| Görev A |
Kusur incelemesine ilişkin belge bölümünde hangi tarihler geçiyor? Hepsini metindeki yazılışlarıyla sıralar mısınız?

| Belge bölümü |
|---|
Kusur incelemesi noktasında görevlendirilen İTÜ öğretim görevlilerinden oluşan bilirkişiler…,…,…,…tarafından hazırlanan 21/01/2021 tarihli raporda özetle; “…Kusur yönünden yapılan inceleme ve kanaat: 08.05.2018 tarihli bilirkişi raporunda, olayda sürücü …in manevraları düzenleyen genel şartlara uymamaktan asli ve tam kusurlu olduğu, … marka aracın sürücüsü …nın ise kural ihlali yapmadığından kusursuz olduğu belirtilmiştir.
05.04.2019 tarihli Adli Tıp Kurumu Trafik İhtisas Dairesi raporunda, olayda şüphei sürücü …in sola doğru kontrolsüz şerit değiştirdiğinden ve diğer araca çarptığından asli ve tam kusurlu olduğu, sürücü …nın ise kusursuz olduğu belirtilmiştir.
|---|
| Görev B |
Kayıtlarda "306L255 330L262 327L271" ifadesini içeren satırdan başlayıp kayıtların sonuna kadar, iki uç da dahil olmak üzere, satırları aynen yineler misiniz?
|---|
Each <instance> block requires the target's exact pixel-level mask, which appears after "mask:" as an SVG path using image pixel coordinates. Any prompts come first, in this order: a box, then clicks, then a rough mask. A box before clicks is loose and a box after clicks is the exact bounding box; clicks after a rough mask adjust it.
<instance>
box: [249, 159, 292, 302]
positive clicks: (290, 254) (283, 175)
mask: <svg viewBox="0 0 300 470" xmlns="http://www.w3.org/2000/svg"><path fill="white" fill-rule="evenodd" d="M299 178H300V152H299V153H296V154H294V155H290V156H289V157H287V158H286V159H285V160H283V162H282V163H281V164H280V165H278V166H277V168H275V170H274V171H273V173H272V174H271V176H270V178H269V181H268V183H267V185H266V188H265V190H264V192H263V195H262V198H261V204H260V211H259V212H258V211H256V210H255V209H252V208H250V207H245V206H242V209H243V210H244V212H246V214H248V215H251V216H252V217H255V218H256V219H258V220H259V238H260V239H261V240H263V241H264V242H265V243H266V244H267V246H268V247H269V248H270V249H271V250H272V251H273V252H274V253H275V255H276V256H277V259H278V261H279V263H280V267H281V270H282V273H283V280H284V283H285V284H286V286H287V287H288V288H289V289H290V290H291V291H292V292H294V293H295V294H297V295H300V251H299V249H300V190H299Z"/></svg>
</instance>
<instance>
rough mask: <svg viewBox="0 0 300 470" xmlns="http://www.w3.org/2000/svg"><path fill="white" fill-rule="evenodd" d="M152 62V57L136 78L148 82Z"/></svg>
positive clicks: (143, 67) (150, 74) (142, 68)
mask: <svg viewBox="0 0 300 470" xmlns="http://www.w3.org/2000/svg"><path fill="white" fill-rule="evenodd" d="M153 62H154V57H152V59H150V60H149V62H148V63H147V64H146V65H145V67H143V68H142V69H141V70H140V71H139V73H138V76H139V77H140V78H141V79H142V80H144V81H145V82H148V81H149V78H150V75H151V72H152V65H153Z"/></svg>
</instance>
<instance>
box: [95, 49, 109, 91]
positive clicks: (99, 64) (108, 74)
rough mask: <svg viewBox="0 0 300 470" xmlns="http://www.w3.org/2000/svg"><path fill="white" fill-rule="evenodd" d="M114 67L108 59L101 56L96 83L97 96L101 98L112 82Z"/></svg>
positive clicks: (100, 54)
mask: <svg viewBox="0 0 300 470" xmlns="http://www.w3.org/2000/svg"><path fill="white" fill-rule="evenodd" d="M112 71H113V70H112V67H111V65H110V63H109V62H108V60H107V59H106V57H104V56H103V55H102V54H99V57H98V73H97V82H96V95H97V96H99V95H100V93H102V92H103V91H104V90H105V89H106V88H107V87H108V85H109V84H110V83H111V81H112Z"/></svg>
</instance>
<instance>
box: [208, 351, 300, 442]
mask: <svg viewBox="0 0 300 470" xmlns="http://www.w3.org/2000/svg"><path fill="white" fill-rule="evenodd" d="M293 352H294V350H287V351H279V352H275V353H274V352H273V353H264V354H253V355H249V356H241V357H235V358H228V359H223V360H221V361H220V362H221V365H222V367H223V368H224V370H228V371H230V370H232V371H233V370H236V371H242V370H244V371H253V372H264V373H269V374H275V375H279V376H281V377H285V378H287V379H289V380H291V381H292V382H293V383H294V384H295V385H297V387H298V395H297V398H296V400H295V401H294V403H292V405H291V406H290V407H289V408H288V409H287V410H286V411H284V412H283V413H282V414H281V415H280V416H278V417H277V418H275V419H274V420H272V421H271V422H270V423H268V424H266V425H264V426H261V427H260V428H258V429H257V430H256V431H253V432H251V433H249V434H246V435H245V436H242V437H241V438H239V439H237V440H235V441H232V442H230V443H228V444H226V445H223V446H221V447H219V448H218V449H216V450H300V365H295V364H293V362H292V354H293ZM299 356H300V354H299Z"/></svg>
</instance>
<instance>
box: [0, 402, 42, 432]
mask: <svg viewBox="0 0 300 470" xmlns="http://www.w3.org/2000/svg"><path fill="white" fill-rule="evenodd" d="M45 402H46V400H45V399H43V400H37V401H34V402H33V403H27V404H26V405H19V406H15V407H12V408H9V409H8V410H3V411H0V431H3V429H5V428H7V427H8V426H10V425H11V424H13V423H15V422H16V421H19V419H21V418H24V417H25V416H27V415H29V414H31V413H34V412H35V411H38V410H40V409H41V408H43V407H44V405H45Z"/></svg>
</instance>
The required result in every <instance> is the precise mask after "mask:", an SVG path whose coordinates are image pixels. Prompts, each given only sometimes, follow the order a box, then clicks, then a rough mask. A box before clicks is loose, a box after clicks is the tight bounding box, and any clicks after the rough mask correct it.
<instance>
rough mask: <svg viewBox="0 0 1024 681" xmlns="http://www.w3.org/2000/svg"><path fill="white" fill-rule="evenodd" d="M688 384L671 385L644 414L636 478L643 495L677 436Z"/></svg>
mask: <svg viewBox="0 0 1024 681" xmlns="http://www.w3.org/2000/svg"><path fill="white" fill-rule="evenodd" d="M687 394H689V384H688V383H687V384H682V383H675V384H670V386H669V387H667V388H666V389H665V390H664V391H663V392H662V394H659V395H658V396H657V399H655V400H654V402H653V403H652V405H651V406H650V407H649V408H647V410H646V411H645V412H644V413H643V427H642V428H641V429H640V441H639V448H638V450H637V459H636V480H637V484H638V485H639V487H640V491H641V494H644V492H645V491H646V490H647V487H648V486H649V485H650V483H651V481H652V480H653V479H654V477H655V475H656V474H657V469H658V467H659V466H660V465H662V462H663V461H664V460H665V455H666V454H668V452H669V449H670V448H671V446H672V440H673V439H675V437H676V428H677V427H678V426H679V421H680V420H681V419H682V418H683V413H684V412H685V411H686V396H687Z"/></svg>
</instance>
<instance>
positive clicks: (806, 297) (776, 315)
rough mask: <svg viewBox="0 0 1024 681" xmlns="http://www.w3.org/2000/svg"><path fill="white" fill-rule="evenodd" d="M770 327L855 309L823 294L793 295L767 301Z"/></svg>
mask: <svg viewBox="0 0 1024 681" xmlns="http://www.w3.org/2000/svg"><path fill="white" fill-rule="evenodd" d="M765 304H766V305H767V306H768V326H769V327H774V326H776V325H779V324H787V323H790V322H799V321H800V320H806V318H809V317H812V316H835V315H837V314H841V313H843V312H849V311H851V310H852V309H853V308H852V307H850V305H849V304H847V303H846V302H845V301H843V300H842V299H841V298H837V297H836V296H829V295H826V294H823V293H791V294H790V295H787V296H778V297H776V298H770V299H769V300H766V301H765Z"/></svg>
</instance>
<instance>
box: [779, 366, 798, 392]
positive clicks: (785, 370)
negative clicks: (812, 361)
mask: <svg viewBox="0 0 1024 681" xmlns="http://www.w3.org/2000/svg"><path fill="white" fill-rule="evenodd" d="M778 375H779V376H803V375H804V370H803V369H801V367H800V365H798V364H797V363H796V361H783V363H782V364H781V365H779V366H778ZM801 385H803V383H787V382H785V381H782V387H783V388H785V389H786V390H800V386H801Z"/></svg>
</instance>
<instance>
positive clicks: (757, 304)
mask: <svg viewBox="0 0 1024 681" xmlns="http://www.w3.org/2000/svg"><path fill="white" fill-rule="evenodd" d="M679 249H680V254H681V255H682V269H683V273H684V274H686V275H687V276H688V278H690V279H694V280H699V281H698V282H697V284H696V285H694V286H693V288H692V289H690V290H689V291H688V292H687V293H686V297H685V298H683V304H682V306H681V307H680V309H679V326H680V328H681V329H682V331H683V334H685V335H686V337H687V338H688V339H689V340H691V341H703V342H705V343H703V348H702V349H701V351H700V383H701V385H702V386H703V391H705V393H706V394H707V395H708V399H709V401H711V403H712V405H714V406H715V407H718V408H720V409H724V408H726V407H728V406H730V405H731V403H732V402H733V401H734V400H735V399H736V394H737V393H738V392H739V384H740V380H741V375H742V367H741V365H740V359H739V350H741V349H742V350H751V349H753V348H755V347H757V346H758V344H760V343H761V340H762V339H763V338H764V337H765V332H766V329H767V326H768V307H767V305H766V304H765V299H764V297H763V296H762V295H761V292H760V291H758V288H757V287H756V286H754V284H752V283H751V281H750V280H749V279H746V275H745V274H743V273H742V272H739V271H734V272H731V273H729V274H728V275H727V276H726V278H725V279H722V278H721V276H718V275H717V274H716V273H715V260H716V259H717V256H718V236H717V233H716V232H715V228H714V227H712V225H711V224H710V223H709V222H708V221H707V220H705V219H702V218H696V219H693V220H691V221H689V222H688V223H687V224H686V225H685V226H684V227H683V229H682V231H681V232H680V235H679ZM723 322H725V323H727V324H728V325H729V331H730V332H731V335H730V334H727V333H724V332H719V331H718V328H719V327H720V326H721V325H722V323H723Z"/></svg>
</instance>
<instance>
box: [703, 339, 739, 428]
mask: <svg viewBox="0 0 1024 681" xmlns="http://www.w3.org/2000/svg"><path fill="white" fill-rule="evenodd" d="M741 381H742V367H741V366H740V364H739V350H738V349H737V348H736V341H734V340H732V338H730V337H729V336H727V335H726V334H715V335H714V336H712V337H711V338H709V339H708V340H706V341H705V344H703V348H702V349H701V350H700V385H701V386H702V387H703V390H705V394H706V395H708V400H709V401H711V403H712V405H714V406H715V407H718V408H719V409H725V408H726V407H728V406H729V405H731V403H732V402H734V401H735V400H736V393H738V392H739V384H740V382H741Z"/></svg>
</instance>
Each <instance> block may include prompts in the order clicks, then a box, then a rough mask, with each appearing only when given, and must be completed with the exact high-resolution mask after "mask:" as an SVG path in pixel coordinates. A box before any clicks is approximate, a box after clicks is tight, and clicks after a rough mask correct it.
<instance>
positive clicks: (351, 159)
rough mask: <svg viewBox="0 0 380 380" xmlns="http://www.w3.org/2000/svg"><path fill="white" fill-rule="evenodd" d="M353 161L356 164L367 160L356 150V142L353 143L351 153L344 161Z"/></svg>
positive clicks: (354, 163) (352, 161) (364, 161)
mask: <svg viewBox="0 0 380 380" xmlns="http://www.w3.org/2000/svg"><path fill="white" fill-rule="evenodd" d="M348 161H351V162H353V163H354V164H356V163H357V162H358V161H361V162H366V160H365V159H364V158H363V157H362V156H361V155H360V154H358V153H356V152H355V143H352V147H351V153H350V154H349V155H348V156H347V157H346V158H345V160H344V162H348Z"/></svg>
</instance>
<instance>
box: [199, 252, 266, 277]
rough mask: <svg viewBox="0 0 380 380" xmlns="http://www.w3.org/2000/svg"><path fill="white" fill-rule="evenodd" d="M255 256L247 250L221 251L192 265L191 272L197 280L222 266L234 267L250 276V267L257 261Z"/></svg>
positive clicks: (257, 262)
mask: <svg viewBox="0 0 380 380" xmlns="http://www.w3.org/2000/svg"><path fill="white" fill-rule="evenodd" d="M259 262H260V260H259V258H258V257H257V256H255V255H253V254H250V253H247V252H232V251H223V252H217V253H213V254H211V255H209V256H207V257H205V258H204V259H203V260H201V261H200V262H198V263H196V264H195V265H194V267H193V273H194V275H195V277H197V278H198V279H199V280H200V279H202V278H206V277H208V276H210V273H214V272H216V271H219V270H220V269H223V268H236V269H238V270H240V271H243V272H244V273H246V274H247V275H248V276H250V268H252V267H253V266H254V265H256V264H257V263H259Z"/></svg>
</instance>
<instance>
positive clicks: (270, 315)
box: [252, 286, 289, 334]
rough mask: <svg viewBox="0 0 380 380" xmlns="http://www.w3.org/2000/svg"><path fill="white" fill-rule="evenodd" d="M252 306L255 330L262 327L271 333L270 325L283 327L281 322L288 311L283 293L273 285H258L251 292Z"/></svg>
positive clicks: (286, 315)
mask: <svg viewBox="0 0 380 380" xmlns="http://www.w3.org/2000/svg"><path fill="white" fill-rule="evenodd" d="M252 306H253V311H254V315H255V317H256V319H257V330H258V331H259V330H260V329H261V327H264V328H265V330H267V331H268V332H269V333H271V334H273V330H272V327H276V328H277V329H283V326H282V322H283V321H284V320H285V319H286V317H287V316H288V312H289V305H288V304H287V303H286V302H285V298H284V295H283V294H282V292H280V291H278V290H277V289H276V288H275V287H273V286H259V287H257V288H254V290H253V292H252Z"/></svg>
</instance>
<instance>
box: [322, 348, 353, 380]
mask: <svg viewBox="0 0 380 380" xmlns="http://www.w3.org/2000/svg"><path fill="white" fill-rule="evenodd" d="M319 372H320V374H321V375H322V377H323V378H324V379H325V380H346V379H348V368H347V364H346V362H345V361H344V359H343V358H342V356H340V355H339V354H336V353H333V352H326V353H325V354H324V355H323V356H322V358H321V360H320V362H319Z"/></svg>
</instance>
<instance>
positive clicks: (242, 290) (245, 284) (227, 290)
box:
|---|
| Alıştırma çıktısı A |
21/01/2021
08.05.2018
05.04.2019

| Alıştırma çıktısı B |
rough mask: <svg viewBox="0 0 380 380" xmlns="http://www.w3.org/2000/svg"><path fill="white" fill-rule="evenodd" d="M252 306L255 330L262 327L271 333L270 325L283 327L281 322L288 311L283 293L273 285H258L251 292Z"/></svg>
positive clicks: (286, 315)
mask: <svg viewBox="0 0 380 380" xmlns="http://www.w3.org/2000/svg"><path fill="white" fill-rule="evenodd" d="M252 306H253V311H254V315H255V317H256V319H257V330H258V331H259V330H260V329H261V327H264V328H265V330H267V331H268V332H269V333H271V334H273V330H272V327H276V328H277V329H283V326H282V322H283V321H284V320H285V319H286V317H287V316H288V312H289V305H288V304H287V303H286V302H285V298H284V295H283V294H282V292H280V291H278V290H277V289H276V288H275V287H273V286H259V287H257V288H254V290H253V292H252Z"/></svg>
</instance>
<instance>
box: [322, 348, 353, 380]
mask: <svg viewBox="0 0 380 380" xmlns="http://www.w3.org/2000/svg"><path fill="white" fill-rule="evenodd" d="M319 372H320V374H321V375H322V377H323V378H324V379H325V380H346V379H348V368H347V364H346V362H345V361H344V359H343V358H342V356H340V355H339V354H336V353H333V352H326V353H325V354H324V355H323V356H322V358H321V360H320V362H319Z"/></svg>
</instance>
<instance>
positive clicks: (242, 290) (245, 284) (227, 290)
box:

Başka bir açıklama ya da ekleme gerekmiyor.